■ Set of tasks:
1. Using the piece on the National Identity Register, answer each question on its own line, labeled (a), (b) and (c):
(a) What post does James Hall hold?
(b) How many classes of information does Schedule 1 of the Identity Cards Act 2006 describe?
(c) What does the passport database require at the time of application?
2. Reproduce a passage of the piece on the National Identity Register word for word, beginning at the words "Anyone enrolling on" and stopping after "every citizen’s life.".

Page extract section start

IT IS simply wrong of James Hall, CEO of the Identity & Passport Service, to suggest that the personal information stored on the National Identity Register is equivalent to the data already collected for passports.
The passport database requires only a single name and address at the time of application, together with a copy of the holder’s passport photograph.
Schedule 1 of the Identity Cards Act 2006 (http://tinyurl.com/IDsched1) describes 50 classes of information that may be stored on the ID database.
These data include every name by which an applicant has been known, every place of residence (in the
UK or elsewhere), a photograph, signature, fingerprints and “other” biometric information (eg iris scans), national insurance number, driver number, passport and identity card numbers issued by other countries, and much else besides.
Anyone enrolling on the ID database will be subjecting themselves to lifelong reporting requirements. There are severe financial penalties for failure to keep the authorities notified of any change of detail.
Furthermore, the ID database will store information of a kind that no government department has ever had access to before, except where the security services have placed suspects under surveillance.
The national identity register’s audit trail will record every occasion on which an identity is verified, such as stays in hotels and visits to clinics, providing a detailed profile of every citizen’s life.

Page extract section end
Supplied data section start

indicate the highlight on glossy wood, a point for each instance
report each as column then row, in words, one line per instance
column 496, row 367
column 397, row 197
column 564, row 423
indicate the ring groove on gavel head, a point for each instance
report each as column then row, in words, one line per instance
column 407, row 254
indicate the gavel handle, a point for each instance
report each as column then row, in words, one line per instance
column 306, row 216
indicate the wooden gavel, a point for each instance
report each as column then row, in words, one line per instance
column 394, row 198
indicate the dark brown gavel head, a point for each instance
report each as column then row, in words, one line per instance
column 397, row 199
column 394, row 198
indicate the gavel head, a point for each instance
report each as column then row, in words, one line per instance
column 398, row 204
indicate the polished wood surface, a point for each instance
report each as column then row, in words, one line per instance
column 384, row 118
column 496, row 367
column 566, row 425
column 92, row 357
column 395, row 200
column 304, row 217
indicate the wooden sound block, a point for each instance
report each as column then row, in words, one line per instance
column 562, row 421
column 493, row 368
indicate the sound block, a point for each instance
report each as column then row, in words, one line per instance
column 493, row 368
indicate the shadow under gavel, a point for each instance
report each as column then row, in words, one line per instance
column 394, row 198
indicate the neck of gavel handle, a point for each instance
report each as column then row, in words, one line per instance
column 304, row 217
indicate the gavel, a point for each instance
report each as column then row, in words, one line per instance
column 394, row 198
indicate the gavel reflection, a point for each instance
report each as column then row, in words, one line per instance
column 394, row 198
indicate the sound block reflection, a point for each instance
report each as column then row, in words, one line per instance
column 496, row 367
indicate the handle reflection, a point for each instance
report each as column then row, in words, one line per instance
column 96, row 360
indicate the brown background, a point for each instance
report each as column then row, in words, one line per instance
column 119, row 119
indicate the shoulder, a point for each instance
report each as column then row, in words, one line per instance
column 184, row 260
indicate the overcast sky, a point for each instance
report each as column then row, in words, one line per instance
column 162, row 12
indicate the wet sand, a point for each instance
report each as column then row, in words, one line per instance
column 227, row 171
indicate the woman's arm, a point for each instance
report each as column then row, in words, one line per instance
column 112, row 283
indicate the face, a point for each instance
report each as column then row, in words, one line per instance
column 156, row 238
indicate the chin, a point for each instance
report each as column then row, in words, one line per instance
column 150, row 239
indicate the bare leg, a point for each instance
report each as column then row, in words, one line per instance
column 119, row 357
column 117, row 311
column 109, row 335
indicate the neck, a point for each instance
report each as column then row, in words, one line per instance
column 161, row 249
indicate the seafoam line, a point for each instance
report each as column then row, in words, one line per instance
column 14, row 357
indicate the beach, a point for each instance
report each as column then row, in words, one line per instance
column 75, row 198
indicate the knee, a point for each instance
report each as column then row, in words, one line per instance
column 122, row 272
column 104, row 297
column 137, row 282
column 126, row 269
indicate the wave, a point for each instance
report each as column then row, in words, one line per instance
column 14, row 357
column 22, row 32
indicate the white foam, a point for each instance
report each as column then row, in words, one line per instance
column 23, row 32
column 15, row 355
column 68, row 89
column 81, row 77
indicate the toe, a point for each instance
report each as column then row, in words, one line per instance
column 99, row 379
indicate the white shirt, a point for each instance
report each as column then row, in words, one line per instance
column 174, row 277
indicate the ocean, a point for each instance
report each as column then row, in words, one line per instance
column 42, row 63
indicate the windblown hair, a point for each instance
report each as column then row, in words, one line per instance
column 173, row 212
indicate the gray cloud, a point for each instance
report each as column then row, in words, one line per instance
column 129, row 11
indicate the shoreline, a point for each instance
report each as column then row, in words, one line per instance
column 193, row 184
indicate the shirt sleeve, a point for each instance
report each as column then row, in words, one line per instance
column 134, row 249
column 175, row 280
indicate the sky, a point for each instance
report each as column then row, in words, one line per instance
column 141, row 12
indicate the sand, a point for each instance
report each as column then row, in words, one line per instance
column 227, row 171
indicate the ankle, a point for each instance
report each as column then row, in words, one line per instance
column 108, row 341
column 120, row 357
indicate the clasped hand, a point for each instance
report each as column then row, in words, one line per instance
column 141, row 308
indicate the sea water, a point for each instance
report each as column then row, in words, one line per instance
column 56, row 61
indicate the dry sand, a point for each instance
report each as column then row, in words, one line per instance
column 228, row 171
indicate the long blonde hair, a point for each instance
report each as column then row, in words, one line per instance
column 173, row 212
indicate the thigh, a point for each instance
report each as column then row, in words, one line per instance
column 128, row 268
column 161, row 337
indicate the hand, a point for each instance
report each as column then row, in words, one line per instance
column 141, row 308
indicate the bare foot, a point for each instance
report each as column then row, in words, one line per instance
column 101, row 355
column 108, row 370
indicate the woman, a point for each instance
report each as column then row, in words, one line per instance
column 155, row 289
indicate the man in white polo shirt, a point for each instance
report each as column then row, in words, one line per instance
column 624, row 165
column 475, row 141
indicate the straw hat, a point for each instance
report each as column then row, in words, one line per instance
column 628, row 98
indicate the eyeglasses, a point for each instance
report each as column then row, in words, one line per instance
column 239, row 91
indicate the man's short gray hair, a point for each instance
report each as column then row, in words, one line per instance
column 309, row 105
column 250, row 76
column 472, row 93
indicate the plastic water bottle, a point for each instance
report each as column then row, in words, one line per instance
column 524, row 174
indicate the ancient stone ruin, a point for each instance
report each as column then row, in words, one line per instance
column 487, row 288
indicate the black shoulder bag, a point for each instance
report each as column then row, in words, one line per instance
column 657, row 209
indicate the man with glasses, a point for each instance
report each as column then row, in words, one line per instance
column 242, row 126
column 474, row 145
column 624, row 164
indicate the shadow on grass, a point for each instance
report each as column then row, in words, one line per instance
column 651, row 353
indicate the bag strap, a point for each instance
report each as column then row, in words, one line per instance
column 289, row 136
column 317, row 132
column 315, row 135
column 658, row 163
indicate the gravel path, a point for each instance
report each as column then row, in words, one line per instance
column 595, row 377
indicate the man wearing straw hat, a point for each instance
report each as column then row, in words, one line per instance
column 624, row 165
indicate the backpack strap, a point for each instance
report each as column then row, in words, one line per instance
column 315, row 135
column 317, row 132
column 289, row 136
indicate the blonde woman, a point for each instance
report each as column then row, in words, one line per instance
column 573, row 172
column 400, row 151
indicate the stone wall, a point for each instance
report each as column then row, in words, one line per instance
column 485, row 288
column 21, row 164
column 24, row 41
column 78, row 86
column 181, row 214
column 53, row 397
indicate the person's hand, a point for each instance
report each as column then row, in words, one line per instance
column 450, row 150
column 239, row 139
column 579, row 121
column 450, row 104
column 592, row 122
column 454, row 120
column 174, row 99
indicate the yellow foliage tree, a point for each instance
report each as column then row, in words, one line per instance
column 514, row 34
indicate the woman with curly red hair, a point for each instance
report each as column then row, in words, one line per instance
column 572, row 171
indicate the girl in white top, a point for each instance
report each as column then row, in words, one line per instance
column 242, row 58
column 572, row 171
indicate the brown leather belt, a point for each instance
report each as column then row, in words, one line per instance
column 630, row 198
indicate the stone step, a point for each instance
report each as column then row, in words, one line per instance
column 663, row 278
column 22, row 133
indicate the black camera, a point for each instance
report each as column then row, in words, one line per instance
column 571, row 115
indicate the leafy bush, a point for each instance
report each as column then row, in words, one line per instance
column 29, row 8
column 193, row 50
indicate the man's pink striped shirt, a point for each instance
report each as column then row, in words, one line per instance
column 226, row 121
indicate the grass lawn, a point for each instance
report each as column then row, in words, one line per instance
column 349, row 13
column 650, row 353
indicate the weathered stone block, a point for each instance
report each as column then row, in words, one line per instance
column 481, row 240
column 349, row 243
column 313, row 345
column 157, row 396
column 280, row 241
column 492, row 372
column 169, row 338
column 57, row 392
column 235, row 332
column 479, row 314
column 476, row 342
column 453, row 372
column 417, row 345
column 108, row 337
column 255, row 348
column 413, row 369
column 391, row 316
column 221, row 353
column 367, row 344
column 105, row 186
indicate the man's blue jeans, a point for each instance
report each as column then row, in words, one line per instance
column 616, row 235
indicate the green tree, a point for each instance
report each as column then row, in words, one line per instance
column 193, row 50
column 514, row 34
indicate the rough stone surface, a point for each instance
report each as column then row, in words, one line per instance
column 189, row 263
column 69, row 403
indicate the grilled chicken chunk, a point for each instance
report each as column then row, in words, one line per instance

Supplied data section end
Supplied data section start

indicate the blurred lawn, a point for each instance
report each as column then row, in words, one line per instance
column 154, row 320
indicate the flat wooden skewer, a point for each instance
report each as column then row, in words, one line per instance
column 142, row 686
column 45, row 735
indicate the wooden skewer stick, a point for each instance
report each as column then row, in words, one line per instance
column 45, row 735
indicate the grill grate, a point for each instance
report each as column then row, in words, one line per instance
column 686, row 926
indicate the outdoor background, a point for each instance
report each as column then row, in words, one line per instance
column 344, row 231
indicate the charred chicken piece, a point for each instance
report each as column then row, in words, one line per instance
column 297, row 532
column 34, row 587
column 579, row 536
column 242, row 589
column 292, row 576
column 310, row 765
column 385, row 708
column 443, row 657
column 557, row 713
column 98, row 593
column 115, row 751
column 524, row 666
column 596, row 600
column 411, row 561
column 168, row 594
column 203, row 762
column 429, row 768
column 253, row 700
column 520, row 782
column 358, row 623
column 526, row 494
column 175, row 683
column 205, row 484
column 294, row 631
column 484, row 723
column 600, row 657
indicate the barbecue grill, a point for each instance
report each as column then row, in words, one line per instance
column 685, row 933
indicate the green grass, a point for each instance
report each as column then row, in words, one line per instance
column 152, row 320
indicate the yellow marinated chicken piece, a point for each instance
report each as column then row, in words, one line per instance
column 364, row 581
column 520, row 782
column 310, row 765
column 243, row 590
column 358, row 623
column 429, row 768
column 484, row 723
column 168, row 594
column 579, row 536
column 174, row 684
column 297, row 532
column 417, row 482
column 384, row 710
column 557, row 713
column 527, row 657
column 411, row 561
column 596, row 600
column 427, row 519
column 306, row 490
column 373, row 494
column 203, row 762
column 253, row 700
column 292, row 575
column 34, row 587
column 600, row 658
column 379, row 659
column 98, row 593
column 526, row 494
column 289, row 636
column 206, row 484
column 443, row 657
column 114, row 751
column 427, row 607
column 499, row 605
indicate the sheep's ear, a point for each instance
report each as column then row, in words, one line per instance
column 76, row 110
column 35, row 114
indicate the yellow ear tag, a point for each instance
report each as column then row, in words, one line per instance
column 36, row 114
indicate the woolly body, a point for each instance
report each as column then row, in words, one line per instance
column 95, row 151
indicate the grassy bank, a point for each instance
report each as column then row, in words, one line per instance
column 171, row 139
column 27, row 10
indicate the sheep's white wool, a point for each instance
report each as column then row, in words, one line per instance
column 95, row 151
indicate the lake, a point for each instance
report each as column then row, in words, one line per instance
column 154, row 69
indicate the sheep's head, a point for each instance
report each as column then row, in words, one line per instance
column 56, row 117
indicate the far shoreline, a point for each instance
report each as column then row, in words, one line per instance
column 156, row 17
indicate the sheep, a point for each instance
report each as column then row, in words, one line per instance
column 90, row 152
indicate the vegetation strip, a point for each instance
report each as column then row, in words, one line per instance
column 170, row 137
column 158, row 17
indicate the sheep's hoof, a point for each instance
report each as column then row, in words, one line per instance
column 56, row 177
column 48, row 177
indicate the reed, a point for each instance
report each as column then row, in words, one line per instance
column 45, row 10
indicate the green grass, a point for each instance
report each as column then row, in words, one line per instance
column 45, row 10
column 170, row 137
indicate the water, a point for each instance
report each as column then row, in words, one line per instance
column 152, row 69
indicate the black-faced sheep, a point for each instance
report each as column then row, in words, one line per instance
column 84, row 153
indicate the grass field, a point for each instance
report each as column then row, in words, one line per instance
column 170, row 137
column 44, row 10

Supplied data section end

■ Answers provided:
1.
(a) CEO of the Identity & Passport Service
(b) 50
(c) A single name and address, together with a copy of the holder's passport photograph

2.
Anyone enrolling on the ID database will be subjecting themselves to lifelong reporting requirements. There are severe financial penalties for failure to keep the authorities notified of any change of detail.
Furthermore, the ID database will store information of a kind that no government department has ever had access to before, except where the security services have placed suspects under surveillance.
The national identity register’s audit trail will record every occasion on which an identity is verified, such as stays in hotels and visits to clinics, providing a detailed profile of every citizen’s life.